Write each line word for word, from the line that contains "If you could point to the white dress" through the last line of the material below.

— start DATA TO PROCESS —

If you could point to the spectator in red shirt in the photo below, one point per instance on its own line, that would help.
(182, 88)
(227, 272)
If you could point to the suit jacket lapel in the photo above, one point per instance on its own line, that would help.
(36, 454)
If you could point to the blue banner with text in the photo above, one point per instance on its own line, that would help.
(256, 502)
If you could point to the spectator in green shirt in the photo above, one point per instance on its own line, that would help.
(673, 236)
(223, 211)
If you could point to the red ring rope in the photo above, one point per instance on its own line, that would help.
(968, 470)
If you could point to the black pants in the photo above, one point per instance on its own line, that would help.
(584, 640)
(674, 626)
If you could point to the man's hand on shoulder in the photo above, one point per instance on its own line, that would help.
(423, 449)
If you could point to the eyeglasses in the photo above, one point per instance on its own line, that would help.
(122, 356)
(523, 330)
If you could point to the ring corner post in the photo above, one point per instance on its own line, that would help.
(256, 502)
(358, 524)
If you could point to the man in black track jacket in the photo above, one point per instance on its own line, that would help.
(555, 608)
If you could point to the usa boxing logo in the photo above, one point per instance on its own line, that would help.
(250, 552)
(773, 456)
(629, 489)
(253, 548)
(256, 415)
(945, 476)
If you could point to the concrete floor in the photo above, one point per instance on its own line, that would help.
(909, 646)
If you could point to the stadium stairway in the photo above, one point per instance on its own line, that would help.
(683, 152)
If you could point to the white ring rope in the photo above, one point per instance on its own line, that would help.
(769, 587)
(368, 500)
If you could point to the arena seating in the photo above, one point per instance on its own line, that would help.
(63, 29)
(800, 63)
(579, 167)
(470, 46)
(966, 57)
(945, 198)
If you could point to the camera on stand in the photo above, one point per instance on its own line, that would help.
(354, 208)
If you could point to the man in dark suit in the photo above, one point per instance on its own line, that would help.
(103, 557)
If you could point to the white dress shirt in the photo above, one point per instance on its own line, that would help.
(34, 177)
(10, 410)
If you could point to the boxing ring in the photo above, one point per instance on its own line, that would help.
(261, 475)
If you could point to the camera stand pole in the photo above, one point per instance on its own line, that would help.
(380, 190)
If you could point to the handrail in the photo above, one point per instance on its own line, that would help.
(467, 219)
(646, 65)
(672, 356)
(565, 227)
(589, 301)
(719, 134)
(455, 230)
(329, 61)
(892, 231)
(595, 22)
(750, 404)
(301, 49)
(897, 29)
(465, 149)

— end DATA TO PROCESS —

◆ **FINAL ANSWER**
If you could point to the white dress shirt in the photo above, one point per instance on its own line, that would help.
(34, 177)
(10, 410)
If you could point to the boxing ring in the photo above, one point per instance on its own line, that would help.
(261, 475)
If you could point to the camera stand pole in the photo above, one point per instance on its own line, that would help.
(380, 190)
If you could point to the handrail in the photo above, one point per instance on its own line, that would help.
(467, 219)
(646, 65)
(672, 356)
(565, 227)
(589, 301)
(719, 134)
(455, 230)
(329, 61)
(892, 231)
(595, 22)
(750, 404)
(301, 49)
(897, 29)
(465, 149)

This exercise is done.